PETUNJUK 1:
Pilih setiap baris entri yang memuat kata "rose", lalu salin baris-baris itu tanpa perubahan.

++++++++++++++++++++

Wednesday, 13 July 2016

Hijab Syar'i

Hijab Syar'i
Istilah hijab syar'i sebenarnya sebuah istilah yang rancu. Hijab adalah pakaian wanita sesuai tuntunan syariat Islam. Kalau sesuatu disebut hijab, maka ia sudah sesuai ketentuan syar'i. Jadi tidak perlu ditambahi lagi dengan kata sifat syar'i. Adapun sesuatu yang tidak sesuai kaidah, bukanlah hijab.
Kesalahan istilah ini bermula dari salah persepsi. Banyak orang menganggap selembar kain penutup kepala itulah hijab. Kain itu sebenarnya disebut khimar. Memakai khimar tidak sama dengan berhijab. Nah, kalau mau diberi embel-embel syar'i, khimar lebih cocok. Ada pemakaian khimar sesuai syar'i ada yang tidak.
Bagaimana ketentuan hijab menurut syariat? Pertama, ia menutupi seluruh tubuh, kecuali muka dan telapak tangan. Ini definsi yang sangat jamak dipakai. Tapi itu saja belum cukup. Syarat lain, tidak boleh ketat hingga menampakkan lekuk-lekuk tubuh, termasuk tonjolan buah dada. Pemakaian khimar tujuannya bukan sekedar menutupi kepala, tapi juga agar terjulur ke bawah menutupi dada. Tentu saja pakaian tidak boleh tipis menerawang. Terakhir, tidak boleh menyerupai laki-laki. Begitu ketentuan yang sering disampaikan para ulama.


Nah, apakah pakaian muslimah di sekitar kita sudah sesuai ketentuan itu? Terus terang, saya jaran melihat yang sesuai. Hampir 100% masih terlihat punggung tangannya. Itu sudah salah. Kemudian tidak sedikit yang terlihat sampai ke lengan dan betis. Sangat banyak pula yang ketat. Salah kaprah yang umum adalah mengira khimar itu hanya untuk menutup kepala atau rambut. Maka banyak yang bakai khimar yang ujungnya dililitkan ke leher, tidak menutupi dada. Buah dada bertonjolan jadinya. Kemudian pakai pula celana ketat, hingga tidak hanya pantat yang jelas kelihatan lekuknya, tapi juga tonjolan di daerah kemaluan. Imi semua salah kaprah.
Lho, kok jadi nyinyir ngurusin baju orang? Bukan, ini bicara soal bagaimana seharusnya kalau syariat dijadikan standar. Artinya apa? Artinya, banyak orang yang mengaku atau merasa sedang menjalankan syariat, tapi sebenarnya tidak. Baik karena dia tidak tahu, atau karena merasa bahwa yang sesuai ketentuan syariat secara penuh itu merepotkan.
Ya, kita jujur saja, kalau mau dipenuhi 100% akan repot benar. Bagaimana menutupi punggung tangan? Pakai sarung tangan? Wanita-wanita Arab biasanya menempatkan tangannya di balik khimar, sehingga punggung tangan yang tidak tertutupi oleh lengan baju terlindung di situ. Tapi kan repot jadinya? Ya, memang. Karena itulah di Arab Saudi gerak wanita di ruang publik dibatasi.

++++++++++++++++++++

PETUNJUK 2:
Daftarkan semua ketentuan hijab dalam bacaan tentang hijab syar'i yang dirumuskan dengan kata "tidak boleh".

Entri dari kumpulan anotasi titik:
++++++++++++++++++++

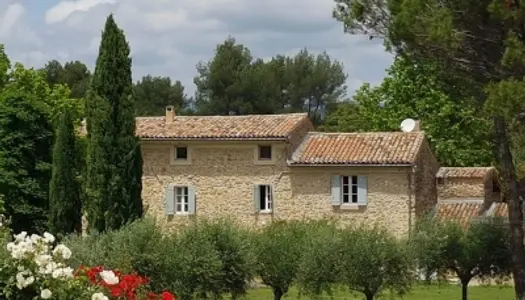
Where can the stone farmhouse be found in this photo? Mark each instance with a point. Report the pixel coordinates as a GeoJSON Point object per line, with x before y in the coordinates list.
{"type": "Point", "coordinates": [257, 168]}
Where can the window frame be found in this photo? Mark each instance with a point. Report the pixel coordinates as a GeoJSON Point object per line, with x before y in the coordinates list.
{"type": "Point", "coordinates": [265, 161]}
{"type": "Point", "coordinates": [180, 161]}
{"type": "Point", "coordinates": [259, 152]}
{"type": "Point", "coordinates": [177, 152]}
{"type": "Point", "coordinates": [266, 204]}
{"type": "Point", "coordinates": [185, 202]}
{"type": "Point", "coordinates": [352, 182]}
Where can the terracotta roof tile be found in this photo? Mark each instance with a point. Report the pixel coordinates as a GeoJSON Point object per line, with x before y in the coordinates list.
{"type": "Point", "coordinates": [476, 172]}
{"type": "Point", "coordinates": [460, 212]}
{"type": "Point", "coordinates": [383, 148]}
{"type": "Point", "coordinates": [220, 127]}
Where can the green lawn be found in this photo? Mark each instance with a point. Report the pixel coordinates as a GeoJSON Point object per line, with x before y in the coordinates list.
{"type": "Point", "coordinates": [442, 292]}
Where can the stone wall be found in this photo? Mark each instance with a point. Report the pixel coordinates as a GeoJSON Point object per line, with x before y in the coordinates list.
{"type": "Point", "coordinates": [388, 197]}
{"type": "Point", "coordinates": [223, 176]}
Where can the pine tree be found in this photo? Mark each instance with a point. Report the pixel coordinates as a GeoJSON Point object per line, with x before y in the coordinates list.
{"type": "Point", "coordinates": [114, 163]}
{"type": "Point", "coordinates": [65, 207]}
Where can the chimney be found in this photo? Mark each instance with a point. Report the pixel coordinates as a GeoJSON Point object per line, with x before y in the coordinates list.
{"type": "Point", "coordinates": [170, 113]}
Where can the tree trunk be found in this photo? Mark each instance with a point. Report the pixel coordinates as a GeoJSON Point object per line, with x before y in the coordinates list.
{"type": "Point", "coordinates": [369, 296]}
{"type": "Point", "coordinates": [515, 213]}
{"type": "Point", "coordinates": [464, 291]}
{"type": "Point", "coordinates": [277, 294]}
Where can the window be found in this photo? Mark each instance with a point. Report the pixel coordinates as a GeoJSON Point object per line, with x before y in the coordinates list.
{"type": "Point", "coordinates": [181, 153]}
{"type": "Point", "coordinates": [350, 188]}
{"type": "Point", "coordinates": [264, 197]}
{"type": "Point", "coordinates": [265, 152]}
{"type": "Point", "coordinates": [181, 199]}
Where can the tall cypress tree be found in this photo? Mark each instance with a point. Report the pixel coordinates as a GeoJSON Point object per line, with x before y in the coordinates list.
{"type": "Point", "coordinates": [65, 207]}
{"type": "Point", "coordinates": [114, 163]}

++++++++++++++++++++

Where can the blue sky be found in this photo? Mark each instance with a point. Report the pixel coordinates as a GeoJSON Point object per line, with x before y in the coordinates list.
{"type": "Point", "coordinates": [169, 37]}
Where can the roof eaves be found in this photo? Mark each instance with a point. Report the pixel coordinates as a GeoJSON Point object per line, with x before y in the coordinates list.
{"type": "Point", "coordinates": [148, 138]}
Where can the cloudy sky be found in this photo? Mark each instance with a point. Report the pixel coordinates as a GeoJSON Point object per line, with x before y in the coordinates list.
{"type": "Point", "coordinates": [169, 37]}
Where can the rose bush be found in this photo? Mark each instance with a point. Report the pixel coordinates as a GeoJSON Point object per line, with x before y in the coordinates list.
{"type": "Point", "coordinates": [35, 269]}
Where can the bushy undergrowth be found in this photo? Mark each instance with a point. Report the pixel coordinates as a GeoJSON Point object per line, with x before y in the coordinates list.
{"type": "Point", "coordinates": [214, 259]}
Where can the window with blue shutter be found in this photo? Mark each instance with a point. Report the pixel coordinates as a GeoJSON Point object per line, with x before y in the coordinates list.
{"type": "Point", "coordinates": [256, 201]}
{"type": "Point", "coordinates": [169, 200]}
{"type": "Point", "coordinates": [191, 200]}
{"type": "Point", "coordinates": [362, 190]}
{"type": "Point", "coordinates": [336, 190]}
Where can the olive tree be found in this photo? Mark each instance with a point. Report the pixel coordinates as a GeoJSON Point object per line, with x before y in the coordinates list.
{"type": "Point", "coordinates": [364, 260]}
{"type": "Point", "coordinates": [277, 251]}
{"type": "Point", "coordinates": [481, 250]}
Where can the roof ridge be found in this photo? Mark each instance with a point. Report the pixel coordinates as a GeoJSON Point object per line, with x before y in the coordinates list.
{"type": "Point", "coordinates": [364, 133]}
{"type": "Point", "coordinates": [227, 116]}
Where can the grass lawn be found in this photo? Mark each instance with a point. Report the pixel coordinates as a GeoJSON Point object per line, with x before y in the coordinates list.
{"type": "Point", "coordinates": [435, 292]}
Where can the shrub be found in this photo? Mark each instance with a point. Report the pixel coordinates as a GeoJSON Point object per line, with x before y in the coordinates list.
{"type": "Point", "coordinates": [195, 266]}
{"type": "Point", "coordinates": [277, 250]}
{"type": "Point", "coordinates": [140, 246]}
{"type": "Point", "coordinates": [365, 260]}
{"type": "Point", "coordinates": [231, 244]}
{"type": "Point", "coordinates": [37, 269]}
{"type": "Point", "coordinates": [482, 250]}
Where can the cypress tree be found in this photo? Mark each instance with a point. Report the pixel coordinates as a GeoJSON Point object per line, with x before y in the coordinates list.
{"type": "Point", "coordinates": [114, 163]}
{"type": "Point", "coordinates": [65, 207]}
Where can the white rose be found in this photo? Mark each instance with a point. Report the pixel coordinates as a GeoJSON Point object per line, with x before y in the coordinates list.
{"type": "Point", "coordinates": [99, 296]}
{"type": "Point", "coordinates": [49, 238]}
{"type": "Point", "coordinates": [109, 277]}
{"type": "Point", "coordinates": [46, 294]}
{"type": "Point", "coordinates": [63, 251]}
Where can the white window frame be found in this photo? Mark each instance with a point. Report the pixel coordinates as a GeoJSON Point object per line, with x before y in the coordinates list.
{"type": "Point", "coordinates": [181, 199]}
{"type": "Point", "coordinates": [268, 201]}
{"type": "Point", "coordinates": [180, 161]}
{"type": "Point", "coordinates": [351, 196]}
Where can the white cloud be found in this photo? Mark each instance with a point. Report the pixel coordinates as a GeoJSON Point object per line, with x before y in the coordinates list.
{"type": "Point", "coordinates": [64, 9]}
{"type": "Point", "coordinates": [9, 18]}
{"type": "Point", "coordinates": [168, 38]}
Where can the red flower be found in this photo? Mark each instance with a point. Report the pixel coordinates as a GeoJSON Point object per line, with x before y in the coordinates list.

++++++++++++++++++++

HASIL LATIHAN 1:
Where can the rose bush be found in this photo? Mark each instance with a point. Report the pixel coordinates as a GeoJSON Point object per line, with x before y in the coordinates list.
Where can the white rose be found in this photo? Mark each instance with a point. Report the pixel coordinates as a GeoJSON Point object per line, with x before y in the coordinates list.

HASIL LATIHAN 2:
- Tidak boleh ketat hingga menampakkan lekuk-lekuk tubuh, termasuk tonjolan buah dada.
- Tidak boleh tipis menerawang.
- Tidak boleh menyerupai laki-laki.